Die Deutschen sind einfach so: Regelmäßig brauchen sie einen Nazi- oder Antisemitismus-Skandal. Und wenn es den nicht gibt, muss er eben erfunden werden, um die eigene Seele zu reinigen. Das ist ein wirklich famoses Konzept. Um ein guter Mensch zu sein, muss man selbst gar keine Leistungen mehr erbringen. Es reicht, einen anderen an den Nazi-Pranger zu stellen.

So ergeht es jetzt auch dem Wirtschaftsminister (und stellvertretenden Ministerpräsidenten) von Bayern, Hubert Aiwanger (Freie Wähler). Dieser wurde deutschlandweit bekannt, als er auf einer Demonstration gegen die Heizungspläne der Bundesregierung lautstark fragte, ob die in Berlin denn alle den „Oasch offen“ hätten. Das brachte ihm prompt eine Einladung zu Markus Lanz ein. Schon damals ging es darum, Aiwanger irgendwie als Rechtspopulisten zu brandmarken.

Aiwanger „offenbar“ ein Antisemit

Den Vogel abgeschossen haben dieser Tage aber Autoren der Süddeutschen Zeitung. In einem Artikel nämlich wird nahegelegt, der heute 52-jährige Politiker sei nicht nur möglicherweise, sondern sogar „offenbar“ ein Antisemit. Der Grund: Als 17-Jähriger soll er ein antisemitisches Flugblatt an seinem Gymnasium in Umlauf gebracht haben. Ganze vier Autoren zeichnen für den Artikel verantwortlich – als könnte das die Kraft der Argumente irgendwie vermehren.
----------------
§ **Zu bearbeitende Aufgaben**
- a) Entnehmen Sie dem Textausschnitt über Aiwanger die Passage von „Die Deutschen sind“ bis einschließlich „Rechtspopulisten zu brandmarken.“ in unveränderter Form.
- b) Übersetzen Sie aus dem Textausschnitt über Aiwanger den Satz „Das ist ein wirklich famoses Konzept.“ ins Englische.
- c) Führen Sie den Textausschnitt über Aiwanger im Anschluss an seinen letzten Satz weiter.
Die Auflistung ist eigenständiges Material und gehört nicht zum Textausschnitt über Aiwanger.
----------------
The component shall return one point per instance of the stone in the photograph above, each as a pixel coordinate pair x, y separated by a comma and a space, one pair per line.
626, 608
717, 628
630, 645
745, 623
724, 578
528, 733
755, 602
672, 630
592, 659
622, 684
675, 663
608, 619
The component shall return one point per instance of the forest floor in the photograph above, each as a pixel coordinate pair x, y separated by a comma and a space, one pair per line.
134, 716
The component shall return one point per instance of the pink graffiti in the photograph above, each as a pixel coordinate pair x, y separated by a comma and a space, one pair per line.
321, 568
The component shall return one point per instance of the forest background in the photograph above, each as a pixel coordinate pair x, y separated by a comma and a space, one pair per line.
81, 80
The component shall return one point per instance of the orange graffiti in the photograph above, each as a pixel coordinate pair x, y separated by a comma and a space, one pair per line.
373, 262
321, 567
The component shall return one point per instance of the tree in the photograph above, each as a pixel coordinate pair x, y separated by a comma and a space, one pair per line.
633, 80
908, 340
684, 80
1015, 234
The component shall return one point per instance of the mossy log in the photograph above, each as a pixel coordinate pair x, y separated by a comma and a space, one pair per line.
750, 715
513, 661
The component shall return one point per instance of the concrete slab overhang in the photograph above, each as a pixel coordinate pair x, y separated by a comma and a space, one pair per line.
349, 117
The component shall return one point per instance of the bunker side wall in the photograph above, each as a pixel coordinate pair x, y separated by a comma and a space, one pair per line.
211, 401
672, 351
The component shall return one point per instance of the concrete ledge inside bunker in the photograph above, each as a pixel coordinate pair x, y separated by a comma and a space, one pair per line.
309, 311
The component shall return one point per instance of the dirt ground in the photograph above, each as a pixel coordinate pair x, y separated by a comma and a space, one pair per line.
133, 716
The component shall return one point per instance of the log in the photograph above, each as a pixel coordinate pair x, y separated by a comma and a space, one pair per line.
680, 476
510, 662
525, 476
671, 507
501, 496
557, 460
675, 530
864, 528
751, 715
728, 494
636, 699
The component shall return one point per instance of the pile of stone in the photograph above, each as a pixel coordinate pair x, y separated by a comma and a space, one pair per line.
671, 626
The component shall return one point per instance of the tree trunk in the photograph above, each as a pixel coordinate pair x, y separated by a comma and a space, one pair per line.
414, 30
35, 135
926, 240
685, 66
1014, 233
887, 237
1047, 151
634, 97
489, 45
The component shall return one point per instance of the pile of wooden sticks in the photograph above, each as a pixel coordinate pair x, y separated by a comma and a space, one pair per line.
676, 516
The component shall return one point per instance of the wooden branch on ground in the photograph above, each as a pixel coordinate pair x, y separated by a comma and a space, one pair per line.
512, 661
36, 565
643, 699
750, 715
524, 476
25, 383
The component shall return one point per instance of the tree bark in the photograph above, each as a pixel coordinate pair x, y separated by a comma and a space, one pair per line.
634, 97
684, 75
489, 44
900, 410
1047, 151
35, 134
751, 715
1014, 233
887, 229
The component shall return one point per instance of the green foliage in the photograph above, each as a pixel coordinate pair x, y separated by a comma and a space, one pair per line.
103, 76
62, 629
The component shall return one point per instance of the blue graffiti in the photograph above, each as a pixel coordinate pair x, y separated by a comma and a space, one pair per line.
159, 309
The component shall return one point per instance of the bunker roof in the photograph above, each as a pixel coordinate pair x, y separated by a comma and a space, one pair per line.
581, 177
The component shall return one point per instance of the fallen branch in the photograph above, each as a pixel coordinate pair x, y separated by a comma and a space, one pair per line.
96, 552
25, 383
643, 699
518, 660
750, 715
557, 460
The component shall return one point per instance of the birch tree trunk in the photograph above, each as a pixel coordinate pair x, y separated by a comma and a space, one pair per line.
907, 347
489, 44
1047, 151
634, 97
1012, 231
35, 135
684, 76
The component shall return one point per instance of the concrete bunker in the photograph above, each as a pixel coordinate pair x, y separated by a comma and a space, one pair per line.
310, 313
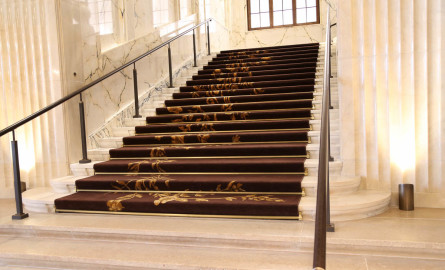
----------------
§ **Die Lösungen**
- a)
Die Deutschen sind einfach so: Regelmäßig brauchen sie einen Nazi- oder Antisemitismus-Skandal. Und wenn es den nicht gibt, muss er eben erfunden werden, um die eigene Seele zu reinigen. Das ist ein wirklich famoses Konzept. Um ein guter Mensch zu sein, muss man selbst gar keine Leistungen mehr erbringen. Es reicht, einen anderen an den Nazi-Pranger zu stellen.

So ergeht es jetzt auch dem Wirtschaftsminister (und stellvertretenden Ministerpräsidenten) von Bayern, Hubert Aiwanger (Freie Wähler). Dieser wurde deutschlandweit bekannt, als er auf einer Demonstration gegen die Heizungspläne der Bundesregierung lautstark fragte, ob die in Berlin denn alle den „Oasch offen“ hätten. Das brachte ihm prompt eine Einladung zu Markus Lanz ein. Schon damals ging es darum, Aiwanger irgendwie als Rechtspopulisten zu brandmarken.

- b) That is a truly splendid concept.

- c)
Und die Sache ist tatsächlich ziemlich unappetitlich. Aufgerufen wurde seinerzeit zu einem „Bundeswettbewerb“, wer der „größte Vaterlandsverräter“ sei. Als Preise wurden ausgelobt ein „Freiflug durch den Schornstein von Auschwitz“ oder ein „kostenloser Genickschuß“. Was genau die Umstände dieser Aktion waren, bleibt bisher im Dunkeln.

Stützen können sich die SZ-Journalisten bei der Behauptung, Aiwanger sei der Urheber des Pamphlets, lediglich auf Hinweisgeber, die wegen angeblicher „dienstrechtlicher und gesellschaftlicher Konsequenzen“ nicht namentlich in Erscheinung treten wollen. Aber soviel sagen die anonymisierten Zeugen doch: Damals sei Aiwanger eindeutig als Urheber der Angelegenheit überführt und auch vom Disziplinarausschuss der Schule bestraft worden.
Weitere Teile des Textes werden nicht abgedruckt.